*Exercise details*.
Render each nonblank line of the data below as a row of a Markdown table with the columns Number and Content. Number the rows in order and omit blank lines.

Items from a dataset
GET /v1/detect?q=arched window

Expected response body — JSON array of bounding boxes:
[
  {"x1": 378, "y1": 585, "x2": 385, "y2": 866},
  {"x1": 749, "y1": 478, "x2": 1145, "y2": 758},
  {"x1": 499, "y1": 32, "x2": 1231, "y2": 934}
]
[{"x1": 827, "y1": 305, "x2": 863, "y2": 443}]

*Final result*.
| Number | Content |
|---|---|
| 1 | GET /v1/detect?q=arched window |
| 2 | Expected response body — JSON array of bounding boxes: |
| 3 | [ |
| 4 |   {"x1": 378, "y1": 585, "x2": 385, "y2": 866}, |
| 5 |   {"x1": 749, "y1": 478, "x2": 1145, "y2": 758}, |
| 6 |   {"x1": 499, "y1": 32, "x2": 1231, "y2": 934} |
| 7 | ] |
| 8 | [{"x1": 827, "y1": 305, "x2": 863, "y2": 443}] |